### Work to do
Please lay out every one of the lines below as a two-column CSV with the headers instruction and response, giving each its own row: its text and its answer, each in a single quoted field with line breaks turned into spaces. Leave the pictures out.
= = = = = = =
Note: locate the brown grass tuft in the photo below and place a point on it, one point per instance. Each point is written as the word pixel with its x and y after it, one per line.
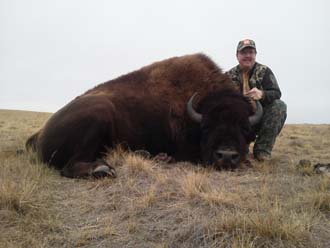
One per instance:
pixel 154 204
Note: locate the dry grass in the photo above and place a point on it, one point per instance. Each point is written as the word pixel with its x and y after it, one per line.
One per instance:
pixel 274 204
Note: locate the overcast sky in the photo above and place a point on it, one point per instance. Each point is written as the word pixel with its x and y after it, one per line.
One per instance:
pixel 54 50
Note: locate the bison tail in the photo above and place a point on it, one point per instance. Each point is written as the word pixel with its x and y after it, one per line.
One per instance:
pixel 31 143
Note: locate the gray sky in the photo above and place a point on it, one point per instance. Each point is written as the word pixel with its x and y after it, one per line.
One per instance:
pixel 52 51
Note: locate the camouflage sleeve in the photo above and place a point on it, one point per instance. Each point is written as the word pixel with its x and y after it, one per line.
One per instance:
pixel 270 87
= = = = = = =
### Exercise answer
instruction,response
"Note: locate the brown grass tuft in the photo below and place a point on it, one point per instance. Each point is written as the word pixel with its x and y after it, one per line. One per instance:","pixel 154 204"
"Note: locate the dry grass in the photo above and place a point on it, one point per instance. Each point is written as the word pixel with its x and y after it, one per line. One per instance:","pixel 274 204"
"Note: locate the overcast sky in the photo above and place a point on it, one point per instance. Each point is written as the word pixel with its x and y after it, one per line. One per instance:","pixel 54 50"
"Note: locate the bison tail in the photo above and place a point on it, one point per instance. Each point is written as the word pixel with its x and y after it, one per line. One per instance:","pixel 31 143"
"Note: locate the gray sky in the photo above and place a point on it, one point per instance. Each point is written as the word pixel with its x and y after it, one per line. One per instance:","pixel 52 51"
"Note: locate the camouflage sleeve in the photo above and place a point on it, one point per instance. Each point is written as the word pixel with its x and y after it, one per line. One per instance:","pixel 270 87"